■ Study text:

Sensex Falls 1,400 Points, Nifty Below 24,350: Stock market crash today: Weak global signals caused the Indian indices to open lower today, with the Sensex down about 1,400 points and the Nifty below 24,350. The Nifty was down 404.40 points, or 1.64 percent, at 24,313.30, while the Sensex was down 1.62 percent at 79,671.48. A little over 442 shares rose, 2368 shares fell, and 154 shares remained unchanged. On the Nifty, Maruti Suzuki, Tata Motors, Hindalco, Titan Company, and Tata Steel were the top losers, while Apollo Hospital and Sun Pharma were among the top gainers.
Titan stock drops by more than 4%
Titan’s stock dropped 4.1% after the wristwatch and jeweller missed first-quarter earnings projections due to lower demand for its core jewellery line as a result of rising gold prices. Titan, a firm controlled by the Tata group, recorded a 5% decline in consolidated earnings to 7.15 billion rupees, making it the worst loser on the Nifty 50 index.
Shares of SBI fell 2% following Q1 results.
The biggest lender in India, State Bank of India (SBI), announced a 1% increase in net profit for the first quarter of the current fiscal year, coming in at ₹17,035.16 crore. According to the statement, net profit decreased 17.7% sequentially.

■ Task to carry out:
Copy out the Sensex fall article from "Titan stock drops" to "following Q1 results.", with every word unchanged. The material that comes next is separate from the article on the Sensex fall.

■ Records supplied:
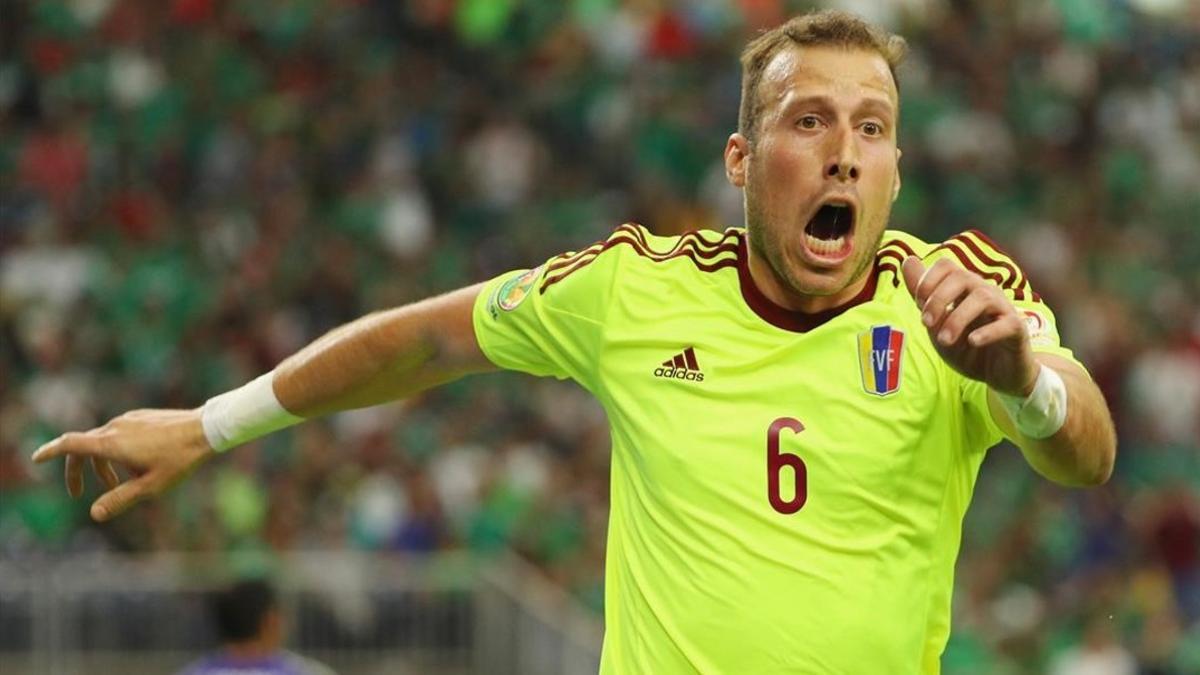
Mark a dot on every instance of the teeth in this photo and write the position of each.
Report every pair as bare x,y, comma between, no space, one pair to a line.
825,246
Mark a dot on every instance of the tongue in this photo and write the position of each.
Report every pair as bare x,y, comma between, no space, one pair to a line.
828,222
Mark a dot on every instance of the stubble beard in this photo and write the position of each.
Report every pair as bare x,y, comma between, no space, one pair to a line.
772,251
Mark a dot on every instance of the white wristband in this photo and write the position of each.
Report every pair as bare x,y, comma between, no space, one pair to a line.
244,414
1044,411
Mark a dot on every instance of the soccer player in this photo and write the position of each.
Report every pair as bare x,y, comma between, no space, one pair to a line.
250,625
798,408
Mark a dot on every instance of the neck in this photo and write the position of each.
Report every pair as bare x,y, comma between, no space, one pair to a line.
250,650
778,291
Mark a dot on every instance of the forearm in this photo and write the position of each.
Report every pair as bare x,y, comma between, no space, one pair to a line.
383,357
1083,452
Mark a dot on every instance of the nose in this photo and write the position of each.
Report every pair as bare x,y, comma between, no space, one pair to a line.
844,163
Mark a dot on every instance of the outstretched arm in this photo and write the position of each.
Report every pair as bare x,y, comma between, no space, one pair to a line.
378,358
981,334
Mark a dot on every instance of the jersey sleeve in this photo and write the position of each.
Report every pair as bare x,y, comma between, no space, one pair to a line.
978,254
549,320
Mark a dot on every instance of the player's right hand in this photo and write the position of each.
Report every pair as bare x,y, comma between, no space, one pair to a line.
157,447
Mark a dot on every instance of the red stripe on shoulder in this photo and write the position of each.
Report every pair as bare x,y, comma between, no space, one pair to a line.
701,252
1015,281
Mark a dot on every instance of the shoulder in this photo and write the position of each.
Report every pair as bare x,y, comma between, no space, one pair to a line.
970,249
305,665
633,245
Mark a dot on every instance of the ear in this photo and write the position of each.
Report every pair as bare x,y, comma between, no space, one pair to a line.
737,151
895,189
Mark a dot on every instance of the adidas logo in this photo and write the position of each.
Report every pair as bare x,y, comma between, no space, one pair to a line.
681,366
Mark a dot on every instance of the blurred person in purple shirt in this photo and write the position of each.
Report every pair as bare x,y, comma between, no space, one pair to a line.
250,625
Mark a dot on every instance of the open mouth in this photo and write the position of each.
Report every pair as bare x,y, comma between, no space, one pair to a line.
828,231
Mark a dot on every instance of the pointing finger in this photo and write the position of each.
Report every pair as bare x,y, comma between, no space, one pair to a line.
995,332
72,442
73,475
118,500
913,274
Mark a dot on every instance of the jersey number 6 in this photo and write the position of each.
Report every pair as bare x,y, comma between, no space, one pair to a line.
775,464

■ Exercise answer:
Titan stock drops by more than 4%
Titan’s stock dropped 4.1% after the wristwatch and jeweller missed first-quarter earnings projections due to lower demand for its core jewellery line as a result of rising gold prices. Titan, a firm controlled by the Tata group, recorded a 5% decline in consolidated earnings to 7.15 billion rupees, making it the worst loser on the Nifty 50 index.
Shares of SBI fell 2% following Q1 results.